**Point-per-instance localization data**:
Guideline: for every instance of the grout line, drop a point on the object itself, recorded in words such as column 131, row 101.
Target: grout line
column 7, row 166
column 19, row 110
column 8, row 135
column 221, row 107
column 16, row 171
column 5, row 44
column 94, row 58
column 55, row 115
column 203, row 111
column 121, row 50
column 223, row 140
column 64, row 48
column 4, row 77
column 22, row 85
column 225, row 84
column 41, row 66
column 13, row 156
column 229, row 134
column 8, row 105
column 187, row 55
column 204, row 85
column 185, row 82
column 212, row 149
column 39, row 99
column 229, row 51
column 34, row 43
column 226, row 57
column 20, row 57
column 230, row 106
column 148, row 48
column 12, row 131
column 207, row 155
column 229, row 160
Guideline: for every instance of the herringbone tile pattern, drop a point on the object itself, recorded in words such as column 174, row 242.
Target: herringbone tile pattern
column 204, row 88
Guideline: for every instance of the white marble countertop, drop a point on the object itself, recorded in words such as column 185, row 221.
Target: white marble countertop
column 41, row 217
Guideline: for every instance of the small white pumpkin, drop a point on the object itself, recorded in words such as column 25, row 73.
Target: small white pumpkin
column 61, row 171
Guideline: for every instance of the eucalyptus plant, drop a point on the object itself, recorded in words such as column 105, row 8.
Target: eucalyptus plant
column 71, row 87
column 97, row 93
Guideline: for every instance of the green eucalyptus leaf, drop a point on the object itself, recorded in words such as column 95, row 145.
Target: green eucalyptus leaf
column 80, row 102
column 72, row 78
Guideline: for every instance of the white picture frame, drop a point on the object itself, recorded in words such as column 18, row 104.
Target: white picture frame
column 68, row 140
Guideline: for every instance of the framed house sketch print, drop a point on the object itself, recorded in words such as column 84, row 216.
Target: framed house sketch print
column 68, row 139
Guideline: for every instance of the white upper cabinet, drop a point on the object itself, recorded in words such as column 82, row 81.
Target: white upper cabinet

**INSTRUCTIONS TO FOLLOW**: Beginning at the line above with "Guideline: for every instance of the small" and finishing at the line with "Guideline: for every instance of the eucalyptus", return each line exactly and return nothing else.

**RESULT**:
Guideline: for every instance of the small white pumpkin, drop a point on the object itself, recorded in words such as column 25, row 73.
Target: small white pumpkin
column 61, row 171
Guideline: for every instance of the eucalyptus plant, drop a point on the object itself, recorded in words such as column 105, row 8.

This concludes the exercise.